==== Selection

Register to reply

'Theta function' setting conditions similar to delta function?

Share this thread:
Mithra
#1
Nov11-12, 07:56 AM
P: 16
Hi, I'm reading through a paper and have come across what my tutor described as a 'theta function', however it seems to bear no resemblance to the actual 'theta function' I can find online. In the paper it reads:

[itex]\int^1_0 dz~\theta (s-\frac{4m^2}{z}-\frac{m^2}{1-z}) [/itex]

And apparently this ensures that s > [itex]\frac{4m^2}{z}+\frac{m^2}{1-z}[/itex] when that expression is included in a longer integration over s and z, however I've never come across something like this before. That expression above is obtained integrating

[itex]\delta (q-p-p')[/itex]

over p and p' (4-momenta). Does anyone have any advice about what this is and how to include it in the integral? Thanks!
Phys.Org News Partner Mathematics news on Phys.org
Heat distributions help researchers to understand curved space
Professor quantifies how 'one thing leads to another'
Team announces construction of a formal computer-verified proof of the Kepler conjecture
tiny-tim
#2
Nov11-12, 08:43 AM
Sci Advisor
HW Helper
Thanks
tiny-tim's Avatar
P: 26,148
Hi Mithra!

this θ is the usual theta function

θ(f(x)) (the Heaviside step function) is the area under a delta function (0 before f(x), 1 after f(x))
so it is the integral of a delta function from minus-infinity to f(x): [itex]\int^{f(x)}_{-\infty} \delta(y) dy[/itex]
[itex]\int^1_0 dz~\theta (s-\frac{4m^2}{z}-\frac{m^2}{1-z}) [/itex]

[itex]=\int^1_0 dz\int^{s-\frac{4m^2}{z}-\frac{m^2}{1-z}}_{-\infty} dw~\delta (w) [/itex]
Mithra
#3
Nov11-12, 09:17 AM
P: 16
Quote Quote by tiny-tim View Post
Hi Mithra!

========

▶ **Aim A**: In the forum thread on the theta function, what other name does the reply give for the usual theta function?
▶ **Aim B**: Write the next part of the forum thread on the theta function, picking up right after its final line.

==== Available data

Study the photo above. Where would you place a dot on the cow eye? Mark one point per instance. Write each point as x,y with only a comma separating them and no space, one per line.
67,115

========

▶ **Task response A**: The Heaviside step function.

▶ **Task response B**:
this θ is the usual theta function

θ(f(x)) (the Heaviside step function) is the area under a delta function (0 before f(x), 1 after f(x))
so it is the integral of a delta function from minus-infinity to f(x): [itex]\int^{f(x)}_{-\infty} \delta(y) dy[/itex]
[itex]\int^1_0 dz~\theta (s-\frac{4m^2}{z}-\frac{m^2}{1-z}) [/itex]

[itex]=\int^1_0 dz\int^{s-\frac{4m^2}{z}-\frac{m^2}{1-z}}_{-\infty} dw~\delta (w) [/itex]
Ah brilliant, thanks very much! I thought it must be related to the Heaviside function, but could only seem to find Theta function. A little embarrassing having not heard of these as a fourth year physicist but hey ho :P. Cheers.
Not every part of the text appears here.